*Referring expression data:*
________________________________________

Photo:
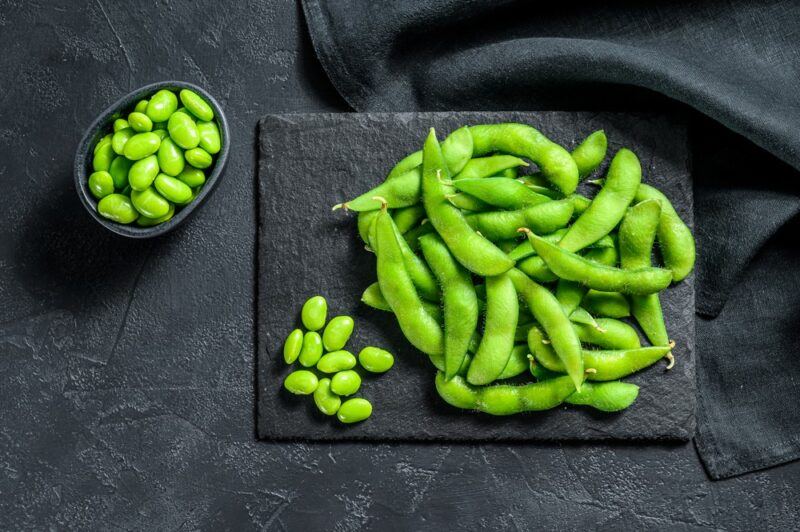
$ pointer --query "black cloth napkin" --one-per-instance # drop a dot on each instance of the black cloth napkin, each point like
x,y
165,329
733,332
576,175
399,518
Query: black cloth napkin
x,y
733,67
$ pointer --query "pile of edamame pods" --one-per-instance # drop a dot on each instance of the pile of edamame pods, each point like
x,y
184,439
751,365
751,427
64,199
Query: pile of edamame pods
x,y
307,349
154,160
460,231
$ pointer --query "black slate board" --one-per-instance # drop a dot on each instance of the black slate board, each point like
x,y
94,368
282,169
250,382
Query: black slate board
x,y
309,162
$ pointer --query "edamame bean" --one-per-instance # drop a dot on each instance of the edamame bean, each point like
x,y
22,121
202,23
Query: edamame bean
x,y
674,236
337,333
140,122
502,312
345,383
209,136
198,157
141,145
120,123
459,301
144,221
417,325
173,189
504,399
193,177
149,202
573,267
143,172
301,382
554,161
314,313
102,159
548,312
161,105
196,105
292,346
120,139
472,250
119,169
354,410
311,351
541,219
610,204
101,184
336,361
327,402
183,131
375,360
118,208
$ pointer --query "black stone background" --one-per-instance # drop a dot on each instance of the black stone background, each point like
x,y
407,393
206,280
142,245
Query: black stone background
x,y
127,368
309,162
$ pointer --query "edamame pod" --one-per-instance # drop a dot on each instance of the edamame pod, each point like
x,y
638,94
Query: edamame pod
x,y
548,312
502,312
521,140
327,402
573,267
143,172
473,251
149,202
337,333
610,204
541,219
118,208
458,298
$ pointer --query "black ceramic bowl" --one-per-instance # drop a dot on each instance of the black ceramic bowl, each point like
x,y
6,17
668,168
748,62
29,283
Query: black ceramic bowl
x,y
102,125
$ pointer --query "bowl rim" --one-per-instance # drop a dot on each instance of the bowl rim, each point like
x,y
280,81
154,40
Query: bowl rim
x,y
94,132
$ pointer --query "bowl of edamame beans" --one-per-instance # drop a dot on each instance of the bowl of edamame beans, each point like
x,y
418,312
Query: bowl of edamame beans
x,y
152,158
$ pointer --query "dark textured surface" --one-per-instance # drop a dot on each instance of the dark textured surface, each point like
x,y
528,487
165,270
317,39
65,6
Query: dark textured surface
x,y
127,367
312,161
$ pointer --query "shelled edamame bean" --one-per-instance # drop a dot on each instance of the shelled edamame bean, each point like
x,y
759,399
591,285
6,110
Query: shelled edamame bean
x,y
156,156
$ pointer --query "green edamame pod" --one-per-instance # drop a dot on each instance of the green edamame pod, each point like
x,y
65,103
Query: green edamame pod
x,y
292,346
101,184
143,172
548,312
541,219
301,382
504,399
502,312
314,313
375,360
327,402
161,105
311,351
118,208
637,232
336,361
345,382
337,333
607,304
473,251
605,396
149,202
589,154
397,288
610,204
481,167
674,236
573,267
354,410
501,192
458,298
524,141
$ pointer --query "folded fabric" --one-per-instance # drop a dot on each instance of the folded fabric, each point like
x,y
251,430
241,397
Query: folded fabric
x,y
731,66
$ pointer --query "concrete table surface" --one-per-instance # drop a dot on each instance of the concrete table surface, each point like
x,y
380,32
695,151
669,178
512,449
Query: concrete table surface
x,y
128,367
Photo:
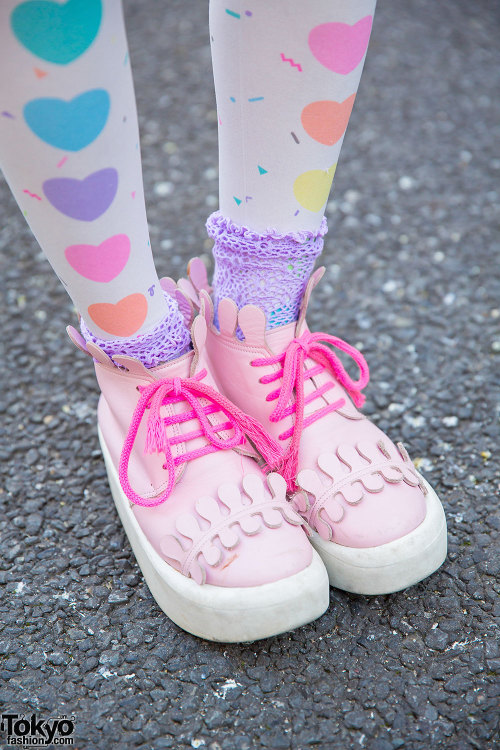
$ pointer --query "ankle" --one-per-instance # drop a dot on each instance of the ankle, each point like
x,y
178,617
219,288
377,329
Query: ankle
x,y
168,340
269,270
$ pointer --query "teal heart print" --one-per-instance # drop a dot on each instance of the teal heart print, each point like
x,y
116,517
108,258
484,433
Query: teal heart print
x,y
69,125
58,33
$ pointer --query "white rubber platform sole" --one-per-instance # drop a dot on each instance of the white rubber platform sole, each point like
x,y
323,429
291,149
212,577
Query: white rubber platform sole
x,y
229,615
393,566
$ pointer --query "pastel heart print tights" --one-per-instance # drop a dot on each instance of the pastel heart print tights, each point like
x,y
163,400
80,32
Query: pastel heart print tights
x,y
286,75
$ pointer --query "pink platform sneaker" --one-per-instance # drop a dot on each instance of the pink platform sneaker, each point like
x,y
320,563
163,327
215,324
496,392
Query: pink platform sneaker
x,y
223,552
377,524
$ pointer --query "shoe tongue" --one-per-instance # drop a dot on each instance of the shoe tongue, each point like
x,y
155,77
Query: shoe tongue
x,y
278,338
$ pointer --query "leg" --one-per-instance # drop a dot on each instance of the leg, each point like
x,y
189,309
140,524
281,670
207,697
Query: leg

________________________________________

*WHAT YOU WILL DO:*
Exactly as they appear above, write out all the entries, without pictures.

*SOLVED PROBLEM:*
Photo:
$ pointer --query "black cloth napkin" --one-per-instance # drop a dot on each instance of the black cloth napkin, each point like
x,y
165,329
733,332
576,175
399,518
Query: black cloth napkin
x,y
733,67
$ pointer --query "pile of edamame pods" --one-per-instance # drop a dot on each instance of the pile of edamame pods, each point like
x,y
184,439
751,365
751,427
64,199
Query: pile of edamame pods
x,y
307,349
154,160
460,231
$ pointer --query "black slate board" --one-per-instance # drop a dot on each instance of the black slate board, each point like
x,y
94,368
282,169
250,382
Query: black slate board
x,y
309,162
$ pointer --query "edamame bean" --one-per-instance # drop a dot on each instance of the edamame bean, each point like
x,y
22,121
202,23
Query: edamame bean
x,y
674,236
337,333
140,122
502,312
345,383
209,136
198,157
141,145
120,123
459,301
144,221
417,325
173,189
504,399
193,177
149,202
573,267
143,172
301,382
554,161
314,313
102,159
548,312
161,105
196,105
292,346
120,139
472,250
119,169
354,410
311,351
541,219
610,204
101,184
336,361
327,402
183,131
375,360
118,208
$ pointer --query "black stone background" --one-per-instance # drop a dot on each instance of the black stone background, each point like
x,y
407,393
206,280
142,245
Query: black stone background
x,y
127,368
309,162
$ pointer --query "edamame pod" --one-per-instance # drop a dot on each instance of the edamame pod, each point like
x,y
638,94
Query: edamame pod
x,y
548,312
502,312
521,140
327,402
573,267
143,172
473,251
149,202
337,333
610,204
541,219
118,208
458,298
$ pointer --query "black ceramic bowl" --one-per-instance # drop a dot on each instance of the black ceramic bowl, each point like
x,y
6,17
668,168
748,62
29,283
Query: black ceramic bowl
x,y
102,125
$ pointer --query "bowl rim" --one-per-instance # drop a dot on each instance of the bowl rim, each point like
x,y
280,81
154,40
Query: bowl rim
x,y
94,132
$ pointer --query "bowl of edamame beans" --one-per-instance # drop a dot on each instance of the bowl of edamame beans, each point like
x,y
418,312
Query: bowl of edamame beans
x,y
152,158
$ pointer --query "dark textured surface" --one-per-instance # drop a dot on each instance of the dark textured surface, each point like
x,y
528,487
165,270
317,39
65,6
Query: dark textured surface
x,y
127,367
312,161
$ pointer --query "shelled edamame bean" --one-per-instance # drop a dot on each instance of the shelled edamame bean, each point like
x,y
759,399
591,285
6,110
Query: shelled edamame bean
x,y
156,156
$ pointer --query "green edamame pod" --one-per-instance # drop a dot on each instance of the green edamame pod, each point like
x,y
65,103
Query: green edamame pod
x,y
292,346
101,184
143,172
548,312
541,219
301,382
504,399
502,312
314,313
375,360
327,402
161,105
311,351
118,208
637,232
336,361
345,382
337,333
607,304
473,251
605,396
149,202
589,154
397,288
610,204
481,167
674,236
573,267
354,410
501,192
458,298
524,141
$ pointer --query "folded fabric" --one-per-instance # drop a dot on each instance of the folded fabric, each point like
x,y
251,430
241,397
Query: folded fabric
x,y
731,66
$ pointer --query "concrete table surface" --one-per-instance # drop a dot on each instance of the concrete table surface, each point like
x,y
380,32
695,151
669,178
512,449
Query: concrete table surface
x,y
128,367
Photo:
$ pointer --query "ankle" --one-per-instance # drop a dot on each instance of the ankle, each point like
x,y
178,617
219,288
377,329
Query: ankle
x,y
168,340
269,270
$ pointer --query "teal heart print" --one-per-instance # drop a dot on each instance of the teal heart print, each point like
x,y
116,517
108,258
484,433
Query: teal heart print
x,y
69,125
58,33
$ pointer --query "white rubber platform sole" --one-per-instance # drop a dot on each instance of the white rubber platform sole, each point like
x,y
323,429
291,149
212,577
Query: white rubber platform sole
x,y
229,615
393,566
$ pointer --query "pastel heart print tights" --one-per-instance # drop a dot on each instance of the pastel heart print tights, each point like
x,y
163,400
80,32
Query: pastel heart print tights
x,y
286,75
$ pointer --query "pink platform sneaker" --one-per-instance # drop a dot on each instance of the pink platform sneaker, each point like
x,y
320,563
163,327
215,324
496,392
Query: pink platform sneaker
x,y
223,552
377,524
$ pointer --query "shoe tongue" --one-per-instance # drop a dot on each instance of the shoe tongue, each point like
x,y
155,77
Query: shoe tongue
x,y
278,338
$ pointer --query "leg" --one-per-instance # drop a dot on each instance of the leg, each point like
x,y
189,309
140,524
281,670
207,697
Query: leg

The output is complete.